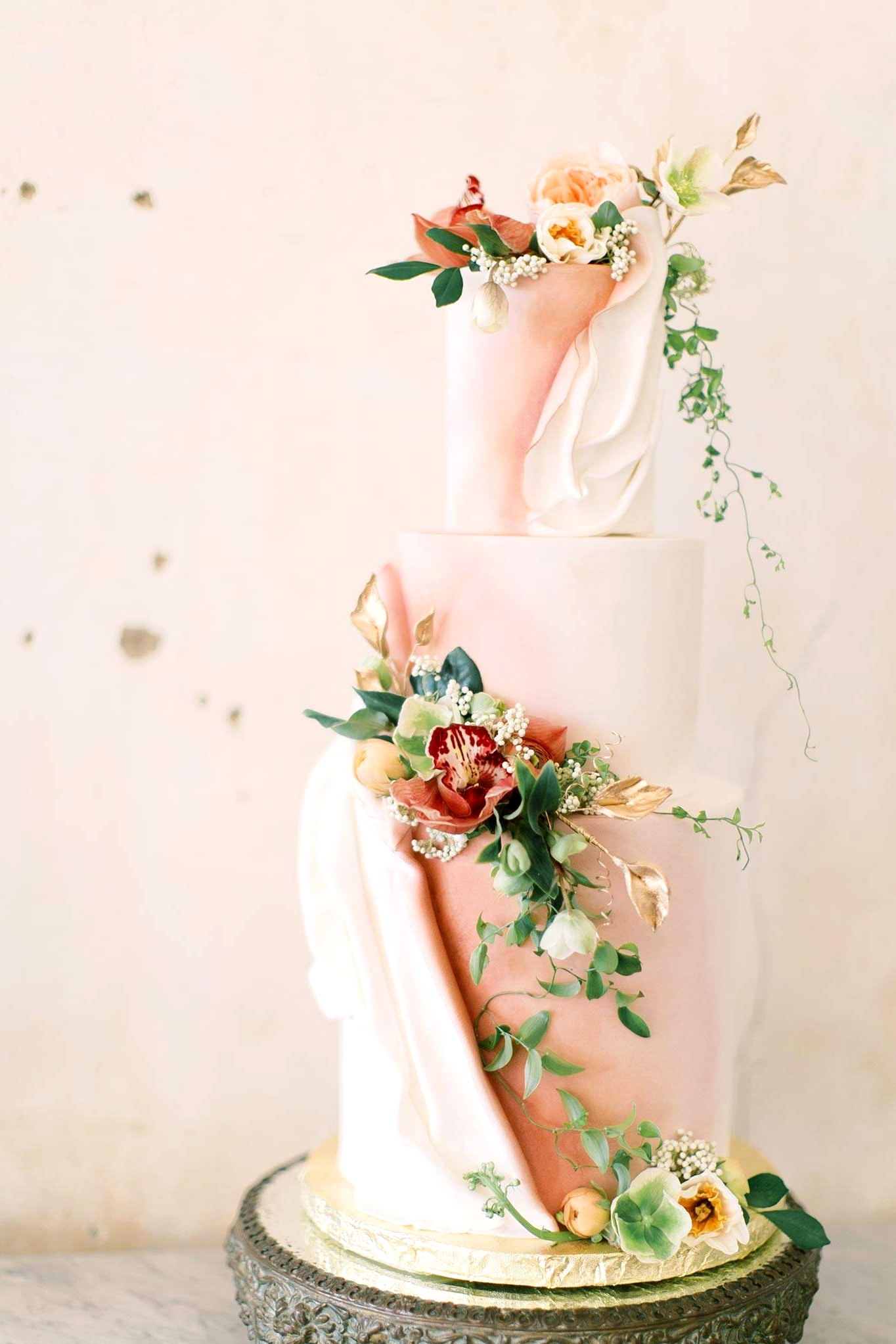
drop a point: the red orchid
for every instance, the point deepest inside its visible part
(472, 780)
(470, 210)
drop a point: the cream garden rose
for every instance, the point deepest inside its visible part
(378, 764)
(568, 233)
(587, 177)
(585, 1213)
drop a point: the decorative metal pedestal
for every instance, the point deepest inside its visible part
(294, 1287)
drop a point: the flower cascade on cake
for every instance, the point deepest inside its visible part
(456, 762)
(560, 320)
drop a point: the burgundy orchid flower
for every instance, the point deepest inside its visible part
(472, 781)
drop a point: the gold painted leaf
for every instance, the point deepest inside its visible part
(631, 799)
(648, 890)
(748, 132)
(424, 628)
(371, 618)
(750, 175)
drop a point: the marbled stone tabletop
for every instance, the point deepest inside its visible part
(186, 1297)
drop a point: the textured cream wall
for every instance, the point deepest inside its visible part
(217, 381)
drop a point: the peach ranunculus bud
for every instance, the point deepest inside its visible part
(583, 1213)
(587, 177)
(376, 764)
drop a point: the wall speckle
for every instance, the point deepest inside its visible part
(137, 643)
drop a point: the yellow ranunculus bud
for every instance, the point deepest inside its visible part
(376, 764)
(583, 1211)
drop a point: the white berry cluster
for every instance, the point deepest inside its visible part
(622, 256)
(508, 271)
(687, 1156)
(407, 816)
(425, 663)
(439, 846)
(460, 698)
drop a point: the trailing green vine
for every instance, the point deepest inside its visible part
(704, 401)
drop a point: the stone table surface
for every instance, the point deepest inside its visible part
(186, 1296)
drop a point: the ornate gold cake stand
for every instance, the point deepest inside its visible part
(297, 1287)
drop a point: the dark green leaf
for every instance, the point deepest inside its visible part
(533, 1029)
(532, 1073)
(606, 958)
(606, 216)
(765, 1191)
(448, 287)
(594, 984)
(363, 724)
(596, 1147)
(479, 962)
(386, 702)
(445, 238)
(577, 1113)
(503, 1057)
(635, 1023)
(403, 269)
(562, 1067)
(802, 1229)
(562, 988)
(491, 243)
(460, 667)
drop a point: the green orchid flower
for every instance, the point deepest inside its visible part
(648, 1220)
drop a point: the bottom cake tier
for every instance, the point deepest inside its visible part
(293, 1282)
* * * * * * *
WORK TO COMPLETE -
Please return, word for word, the stretch of the data above from its start through the line containing "(186, 1296)", and leave the pictures out of your answer.

TASK RESULT -
drop a point: the red orchid
for every instance, the point deepest inside its visible part
(472, 780)
(470, 210)
drop a point: the cream garden rose
for every instance, the point deepest inside its visible part
(378, 764)
(568, 233)
(587, 177)
(585, 1213)
drop a point: the decorative metal pedestal
for every instance, the point deepest inside its visible part
(294, 1287)
drop a point: the flower cascade on cake
for every instance, the point deepest inside its visible part
(456, 762)
(560, 320)
drop a point: the burgundy orchid flower
for every instance, the point deepest inside its visible part
(472, 781)
drop a point: the gold painted leaf
for every instance, the point deepest inside its visible part
(631, 799)
(648, 890)
(748, 132)
(424, 628)
(371, 618)
(750, 175)
drop a point: the marbled stone tabletop
for every instance, the point deepest inside its visible part
(186, 1297)
drop a point: the textured cream wall
for every instance, the point deepest inside its visible part
(217, 381)
drop a point: the peach ranunculus bud
for every instance, the point deepest inside its visible part
(583, 1213)
(587, 177)
(376, 764)
drop a point: the wall speckle
for every instance, the point deepest inside its visible part
(137, 643)
drop a point: the yellow ranunculus bud
for every instance, the point deepest inside its visible part
(376, 764)
(583, 1211)
drop a point: the white berry cluster
for every instance, the point deepest inside its visible part
(622, 256)
(508, 271)
(687, 1156)
(407, 816)
(425, 663)
(439, 846)
(460, 698)
drop a point: the trailing green vine
for every instance, the point deepest inside its visible part
(704, 401)
drop a point: the stone table surface
for every instance, the point deepest inside its visible part
(186, 1296)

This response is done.